_WORK TASK_.
The data below is to be retyped exactly, line by line.

_DATA LISTING_.
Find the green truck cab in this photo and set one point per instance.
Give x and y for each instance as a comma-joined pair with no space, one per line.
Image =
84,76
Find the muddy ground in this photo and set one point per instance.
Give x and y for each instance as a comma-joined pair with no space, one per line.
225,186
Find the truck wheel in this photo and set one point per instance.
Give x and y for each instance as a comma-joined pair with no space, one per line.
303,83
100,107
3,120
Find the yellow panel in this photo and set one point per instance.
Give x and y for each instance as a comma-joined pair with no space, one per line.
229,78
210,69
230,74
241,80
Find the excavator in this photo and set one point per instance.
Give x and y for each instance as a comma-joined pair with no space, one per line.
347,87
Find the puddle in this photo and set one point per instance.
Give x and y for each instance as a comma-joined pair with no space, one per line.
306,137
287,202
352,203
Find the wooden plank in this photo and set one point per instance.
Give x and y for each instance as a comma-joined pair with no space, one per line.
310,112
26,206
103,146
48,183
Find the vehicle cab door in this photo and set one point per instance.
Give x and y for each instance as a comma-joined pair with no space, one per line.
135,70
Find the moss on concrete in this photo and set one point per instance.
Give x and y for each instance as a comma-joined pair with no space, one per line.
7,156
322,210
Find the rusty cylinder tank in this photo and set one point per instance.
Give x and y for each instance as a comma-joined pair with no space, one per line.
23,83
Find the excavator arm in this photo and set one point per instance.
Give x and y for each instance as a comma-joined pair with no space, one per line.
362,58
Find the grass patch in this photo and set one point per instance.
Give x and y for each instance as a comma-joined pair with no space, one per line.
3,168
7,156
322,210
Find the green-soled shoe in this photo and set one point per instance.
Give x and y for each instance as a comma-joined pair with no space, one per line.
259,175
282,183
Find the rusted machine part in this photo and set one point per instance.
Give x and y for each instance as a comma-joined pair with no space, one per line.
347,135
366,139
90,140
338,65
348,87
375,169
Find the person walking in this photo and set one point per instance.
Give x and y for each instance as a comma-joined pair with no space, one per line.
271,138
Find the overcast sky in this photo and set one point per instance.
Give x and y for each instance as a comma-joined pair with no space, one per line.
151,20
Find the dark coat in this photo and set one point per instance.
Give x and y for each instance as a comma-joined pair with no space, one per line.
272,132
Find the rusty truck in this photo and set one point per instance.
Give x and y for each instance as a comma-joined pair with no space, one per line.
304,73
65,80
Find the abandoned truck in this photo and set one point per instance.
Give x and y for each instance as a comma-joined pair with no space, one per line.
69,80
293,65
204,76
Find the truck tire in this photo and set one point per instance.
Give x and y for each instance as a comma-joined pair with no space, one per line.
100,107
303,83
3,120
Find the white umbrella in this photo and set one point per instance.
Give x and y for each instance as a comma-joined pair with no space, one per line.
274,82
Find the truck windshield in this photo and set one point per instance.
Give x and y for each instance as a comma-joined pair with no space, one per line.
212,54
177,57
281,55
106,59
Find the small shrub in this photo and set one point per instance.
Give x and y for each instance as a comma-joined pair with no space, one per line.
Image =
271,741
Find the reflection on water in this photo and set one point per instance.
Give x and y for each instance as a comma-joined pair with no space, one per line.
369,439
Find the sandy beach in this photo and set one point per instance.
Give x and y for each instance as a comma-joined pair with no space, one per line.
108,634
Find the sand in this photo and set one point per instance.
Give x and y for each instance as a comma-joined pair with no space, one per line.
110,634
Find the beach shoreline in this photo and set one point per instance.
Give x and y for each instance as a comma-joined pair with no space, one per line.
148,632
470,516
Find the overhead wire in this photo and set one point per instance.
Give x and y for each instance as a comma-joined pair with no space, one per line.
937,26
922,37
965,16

_EXERCISE SOLUTION_.
Find the green truck cab in this photo and set one point per instance.
Give x and y for each instance as a comma-joined pair with no space, one per line.
Image =
84,76
Find the muddy ground in this photo and set one point per instance.
Give x and y for each instance as a comma-joined pair with no space, one per line.
225,186
Find the truck wheel in this photo and set one point per instance.
Give x and y for each instance as a comma-joined pair with no space, one per line.
303,83
100,107
3,120
Find the yellow panel in this photo and set one point per instance.
Give x and y for each instance as a comma-joined pair with no space, one per line.
229,78
210,69
230,74
241,80
Find the excavator in this photo and set one point per instance.
Give x and y for each instance as a comma-joined pair with no space, one per line.
347,87
Find the puddle in this photo and set one point per instance.
Give x and y for each instance as a comma-joined pair with no space, one per line.
306,137
287,202
352,203
Find the wooden plank in this photo and set one point per instance.
Give x and y for each instance as a comma-joined pair with no space, one per line.
310,112
26,206
103,146
48,183
Find the vehicle cab door in this photo and set one point per instance.
Give x and y for each instance as a comma-joined pair with no space, one per line.
135,70
Find the moss on concrete in this photo and set one point per instance.
Give x and y for each instance as a comma-joined pair with no space, one per line.
7,156
322,210
Find the rusty cylinder tank in this photo and set one point per instance.
Give x and y for each instance as a comma-joined pair with no space, one per line.
23,83
Find the excavator arm in this photo and set one point per instance.
Give x and y for each instance as a comma-joined pair with no space, one per line.
362,58
Find the grass patch in this photo and set one point per instance.
Give x and y for each instance as a comma-joined pair with no space, one per line.
3,168
7,156
322,210
Find the green-soled shoe in this photo and set one point per instance.
Give x and y for each instance as a comma-joined pair with no space, one per line.
259,175
282,183
Find the rusted machine part in this photo and set one point per instance.
Give x and y for each instance as a comma-joined pair with no space, one per line.
347,135
366,139
90,140
338,65
348,87
375,169
Find the person walking in this photo and set one point per instance.
Give x and y for each instance as a comma-joined pair with no space, one per line.
271,138
Find the overcast sky in this photo and set one point per instance.
Give x and y for each instance as a comma-joined pair with no space, one per line.
151,20
Find the dark coat in this photo and set one point per instance.
Give x and y for each instance as a comma-joined pair with no space, one per line.
272,132
Find the rusty truck in this photo and set one point per instance.
Give x and y for each instance as a comma-joined pair with no space, one per line.
304,73
65,80
Find the abandoned truck in this photo and set one point per instance.
Give x and y for each instance as a comma-joined pair with no space, one per line.
69,80
293,65
204,76
Find the truck tire in this photo and set one point per instance.
Give x and y for each instance as a comma-joined pair with no space, one per line.
100,107
303,83
3,120
Find the white umbrella in this photo and set one point per instance.
Give x and y for each instance as a comma-joined pair with no space, one per line.
274,82
Find the truck windshield in this photo and set one point per instance.
Give x and y for each instance as a comma-joined pair with no space, one per line.
212,54
177,57
281,55
106,59
Find the small shrub in this photo and set one point per instance.
Give x and y for each instance as a comma-joined pair with no space, one per line.
Image =
271,741
Find the reflection on water in this photo and set one point per instance.
Give x and y for each instance as a comma-joined pair with no space, one per line.
369,439
Find the sandy beach in this photo and set one point per instance.
Give x and y for each instance as a comma-joined pair with no space, one per line.
108,634
Find the sand in this photo and set one point per instance.
Give x and y for each instance as a comma-joined pair with no space, one per line.
110,634
Find the beach shoreline in this photo and set one point per instance.
Give x and y for each instance as a comma-joined pair with no space, one per line.
148,632
470,516
Find the overhead wire in this photo and set one point per instance.
Give x and y for each instance as a comma-joined pair with no space, one per line.
937,26
922,37
965,16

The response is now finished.